AIM OF THE TASK |
Read the data and repeat all of it exactly.

DATA FOR PROCESSING |
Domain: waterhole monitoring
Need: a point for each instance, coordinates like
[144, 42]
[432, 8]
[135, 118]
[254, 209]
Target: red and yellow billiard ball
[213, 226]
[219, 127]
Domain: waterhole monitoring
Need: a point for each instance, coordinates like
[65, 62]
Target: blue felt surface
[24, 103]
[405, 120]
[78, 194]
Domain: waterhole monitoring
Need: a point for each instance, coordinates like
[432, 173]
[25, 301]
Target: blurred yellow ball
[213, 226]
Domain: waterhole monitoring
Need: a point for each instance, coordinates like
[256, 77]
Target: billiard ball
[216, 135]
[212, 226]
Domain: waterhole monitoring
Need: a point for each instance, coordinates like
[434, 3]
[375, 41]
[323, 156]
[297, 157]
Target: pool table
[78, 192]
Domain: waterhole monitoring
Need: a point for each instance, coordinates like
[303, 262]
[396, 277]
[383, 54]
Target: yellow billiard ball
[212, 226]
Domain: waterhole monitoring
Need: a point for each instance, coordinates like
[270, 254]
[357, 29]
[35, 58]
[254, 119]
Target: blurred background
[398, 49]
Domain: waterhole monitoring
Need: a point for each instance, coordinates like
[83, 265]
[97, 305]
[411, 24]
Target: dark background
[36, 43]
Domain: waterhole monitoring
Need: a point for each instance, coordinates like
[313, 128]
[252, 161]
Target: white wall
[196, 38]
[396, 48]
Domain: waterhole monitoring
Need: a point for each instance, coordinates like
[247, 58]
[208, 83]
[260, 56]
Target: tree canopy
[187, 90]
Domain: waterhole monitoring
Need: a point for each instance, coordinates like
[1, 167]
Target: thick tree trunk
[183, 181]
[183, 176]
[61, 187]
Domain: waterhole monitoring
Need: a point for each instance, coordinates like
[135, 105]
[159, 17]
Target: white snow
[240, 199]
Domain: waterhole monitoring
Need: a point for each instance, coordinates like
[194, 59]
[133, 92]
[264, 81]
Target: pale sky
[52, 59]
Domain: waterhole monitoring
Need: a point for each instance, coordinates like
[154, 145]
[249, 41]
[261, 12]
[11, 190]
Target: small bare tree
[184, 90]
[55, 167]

THE REPLY |
Domain: waterhole monitoring
Need: a point for each instance, coordinates like
[144, 42]
[432, 8]
[135, 118]
[254, 209]
Target: red and yellow billiard ball
[213, 226]
[219, 127]
Domain: waterhole monitoring
Need: a point for each instance, coordinates like
[65, 62]
Target: blue felt surface
[24, 103]
[405, 120]
[78, 194]
Domain: waterhole monitoring
Need: a point for each instance, coordinates like
[432, 173]
[25, 301]
Target: blurred yellow ball
[213, 226]
Domain: waterhole monitoring
Need: a point for each instance, coordinates like
[256, 77]
Target: billiard ball
[216, 135]
[212, 226]
Domain: waterhole monitoring
Need: a point for each instance, coordinates like
[434, 3]
[375, 41]
[323, 156]
[297, 157]
Target: pool table
[78, 192]
Domain: waterhole monitoring
Need: a point for each instance, coordinates like
[303, 262]
[396, 277]
[383, 54]
Target: yellow billiard ball
[212, 226]
Domain: waterhole monitoring
Need: a point for each instance, coordinates like
[270, 254]
[357, 29]
[35, 58]
[254, 119]
Target: blurred background
[398, 49]
Domain: waterhole monitoring
Need: a point for each instance, coordinates like
[83, 265]
[97, 305]
[411, 24]
Target: dark background
[36, 43]
Domain: waterhole monitoring
Need: a point for each instance, coordinates like
[313, 128]
[252, 161]
Target: white wall
[196, 38]
[396, 48]
Domain: waterhole monitoring
Need: a point for each instance, coordinates like
[247, 58]
[208, 83]
[260, 56]
Target: tree canopy
[187, 90]
Domain: waterhole monitoring
Need: a point for each instance, coordinates like
[1, 167]
Target: thick tree trunk
[183, 181]
[183, 176]
[61, 187]
Domain: waterhole monitoring
Need: a point for each instance, coordinates like
[135, 105]
[159, 17]
Target: white snow
[240, 199]
Domain: waterhole monitoring
Need: a point for each instance, coordinates like
[194, 59]
[133, 92]
[264, 81]
Target: pale sky
[52, 59]
Domain: waterhole monitoring
Need: a point for each instance, coordinates like
[154, 145]
[249, 41]
[261, 12]
[11, 190]
Target: small bare tree
[184, 90]
[55, 167]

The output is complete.